### Prompt
Each entry should be written out once more, exactly as given below.

### Record excerpts
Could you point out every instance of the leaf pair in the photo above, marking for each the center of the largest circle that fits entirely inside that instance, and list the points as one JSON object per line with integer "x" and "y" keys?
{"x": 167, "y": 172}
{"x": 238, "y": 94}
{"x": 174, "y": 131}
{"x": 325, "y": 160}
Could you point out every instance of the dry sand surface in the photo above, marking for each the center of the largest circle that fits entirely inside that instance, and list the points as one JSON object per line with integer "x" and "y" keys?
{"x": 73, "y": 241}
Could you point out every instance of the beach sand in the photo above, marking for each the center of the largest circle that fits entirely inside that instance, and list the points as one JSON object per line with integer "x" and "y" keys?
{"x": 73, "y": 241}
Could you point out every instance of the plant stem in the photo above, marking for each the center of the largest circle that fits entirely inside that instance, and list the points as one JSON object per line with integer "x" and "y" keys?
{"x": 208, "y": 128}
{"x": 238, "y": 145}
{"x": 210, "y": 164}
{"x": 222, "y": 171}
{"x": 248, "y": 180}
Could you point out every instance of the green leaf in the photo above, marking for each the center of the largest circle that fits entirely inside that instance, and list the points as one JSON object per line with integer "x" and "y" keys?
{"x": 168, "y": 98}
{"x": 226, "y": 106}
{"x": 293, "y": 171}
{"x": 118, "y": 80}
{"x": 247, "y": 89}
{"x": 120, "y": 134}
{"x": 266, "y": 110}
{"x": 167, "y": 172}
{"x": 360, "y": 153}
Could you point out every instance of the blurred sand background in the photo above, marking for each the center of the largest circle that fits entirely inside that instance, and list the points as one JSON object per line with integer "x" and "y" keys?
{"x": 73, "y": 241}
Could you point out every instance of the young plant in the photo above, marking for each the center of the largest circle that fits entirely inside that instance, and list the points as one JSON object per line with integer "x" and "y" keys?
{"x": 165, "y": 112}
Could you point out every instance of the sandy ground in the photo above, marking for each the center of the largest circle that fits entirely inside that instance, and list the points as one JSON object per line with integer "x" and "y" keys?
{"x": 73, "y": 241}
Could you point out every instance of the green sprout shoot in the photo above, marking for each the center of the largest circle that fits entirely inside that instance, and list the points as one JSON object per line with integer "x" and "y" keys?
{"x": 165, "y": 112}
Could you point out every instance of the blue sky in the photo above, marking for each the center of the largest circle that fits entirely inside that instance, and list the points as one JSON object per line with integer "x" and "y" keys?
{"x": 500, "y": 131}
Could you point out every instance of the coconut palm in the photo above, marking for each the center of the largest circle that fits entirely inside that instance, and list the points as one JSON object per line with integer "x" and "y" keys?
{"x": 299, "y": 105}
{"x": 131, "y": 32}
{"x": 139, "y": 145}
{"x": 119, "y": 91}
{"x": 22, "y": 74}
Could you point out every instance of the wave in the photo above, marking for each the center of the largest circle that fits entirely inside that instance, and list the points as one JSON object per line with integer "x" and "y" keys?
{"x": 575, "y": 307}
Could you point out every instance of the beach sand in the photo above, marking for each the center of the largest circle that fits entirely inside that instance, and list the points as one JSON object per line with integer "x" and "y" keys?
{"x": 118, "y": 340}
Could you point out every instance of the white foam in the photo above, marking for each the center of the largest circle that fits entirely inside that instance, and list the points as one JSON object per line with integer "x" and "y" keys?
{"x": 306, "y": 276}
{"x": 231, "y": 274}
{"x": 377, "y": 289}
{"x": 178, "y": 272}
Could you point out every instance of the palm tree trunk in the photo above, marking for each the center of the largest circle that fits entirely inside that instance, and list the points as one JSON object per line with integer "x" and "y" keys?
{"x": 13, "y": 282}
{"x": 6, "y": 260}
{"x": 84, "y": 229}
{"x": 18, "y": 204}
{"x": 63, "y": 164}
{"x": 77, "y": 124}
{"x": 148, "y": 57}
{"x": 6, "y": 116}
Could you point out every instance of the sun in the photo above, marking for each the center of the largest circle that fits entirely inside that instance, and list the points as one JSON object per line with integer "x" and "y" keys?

### Output of the exercise
Could you point out every instance of the leaf pair in the photo above, marking for each the center of the largest circle that fits entirely inside that instance, and list the points as one JSON object per line with integer "x" and "y" keys?
{"x": 167, "y": 172}
{"x": 238, "y": 94}
{"x": 174, "y": 131}
{"x": 325, "y": 160}
Could you point out every instance of the dry sand surface in the photo above, marking for each the center of the largest circle that fits entirely inside that instance, and list the points as one JSON object per line with integer "x" and "y" keys?
{"x": 73, "y": 241}
Could you point out every instance of the beach sand in the photo above, marking for each the center of the largest circle that fits entirely inside that instance, and list the points as one JSON object per line with integer "x" and "y" keys?
{"x": 73, "y": 241}
Could you point out every instance of the plant stem in the photo above, marking for each the center of the largest circle that fits entirely inside that instance, and list the points as one JSON object per line with integer "x" and "y" keys?
{"x": 208, "y": 128}
{"x": 238, "y": 145}
{"x": 210, "y": 164}
{"x": 222, "y": 171}
{"x": 248, "y": 180}
Could you point out every instance of the green leaf in the photo above, marking for each the center of the largest circle that fits entirely inside that instance, and list the points as one JSON object per line with integer "x" and "y" keys?
{"x": 168, "y": 98}
{"x": 226, "y": 106}
{"x": 293, "y": 171}
{"x": 118, "y": 80}
{"x": 247, "y": 89}
{"x": 120, "y": 134}
{"x": 266, "y": 110}
{"x": 167, "y": 172}
{"x": 360, "y": 153}
Could you point out every instance of the blurred sand background in the photo above, marking for each the center of the largest circle that fits entirely inside that instance, and list the points as one JSON object per line with integer "x" and "y" keys?
{"x": 73, "y": 241}
Could you point out every instance of the young plant in the photo above, marking for each the center of the largest circle that fits entirely inside that instance, and list the points as one JSON object per line with integer "x" and "y" keys?
{"x": 165, "y": 112}
Could you point out every instance of the sandy ground in the photo above, marking for each the center of the largest circle that fits entirely inside that instance, and list the points as one JSON object per line with integer "x" and "y" keys?
{"x": 73, "y": 241}
Could you point out every instance of the green sprout shoot in the photo above, marking for each the center of the largest circle that fits entirely inside that instance, and list the points as one JSON object per line with integer "x" and "y" keys?
{"x": 165, "y": 112}
Could you point out every instance of the blue sky in the photo above, marking for each the center of the largest circle that fits entirely inside that instance, and list the points as one JSON object per line with integer "x" and "y" keys?
{"x": 500, "y": 131}
Could you point out every instance of the coconut palm in the photo above, marking for each the center of the largest circle that fits entirely inside that instance, and list the points as one JSON object per line with integer "x" and "y" keys?
{"x": 299, "y": 105}
{"x": 131, "y": 32}
{"x": 139, "y": 145}
{"x": 119, "y": 91}
{"x": 22, "y": 74}
Could you point out every instance of the wave in the photo above, marking for each the center of the largest circle that fits entirely inside that instance, and list the points as one JSON object per line with integer "x" and "y" keys?
{"x": 575, "y": 307}
Could you point out every instance of the beach sand in the photo above, marking for each the center of the largest circle that fits entirely inside that instance, and list the points as one JSON object per line with integer "x" and "y" keys?
{"x": 118, "y": 340}
Could you point out every instance of the white foam in the photo above, marking for each the center of the largest circle that fits entirely inside that instance, and list the points as one JSON object per line with integer "x" and "y" keys?
{"x": 306, "y": 276}
{"x": 231, "y": 274}
{"x": 377, "y": 289}
{"x": 178, "y": 272}
Could you point out every instance of the palm tree trunk in the photo above, marking for each the center of the largest circle that fits entirely inside that instance, and list the points as one JSON object per line with integer "x" and "y" keys?
{"x": 13, "y": 282}
{"x": 6, "y": 260}
{"x": 84, "y": 229}
{"x": 18, "y": 204}
{"x": 63, "y": 164}
{"x": 77, "y": 124}
{"x": 148, "y": 57}
{"x": 6, "y": 116}
Could you point out every instance of the sun in the photo above, marking for each the center of the largest circle that fits entirely inside that instance, and list the points as one JSON object per line with integer "x" and "y" keys?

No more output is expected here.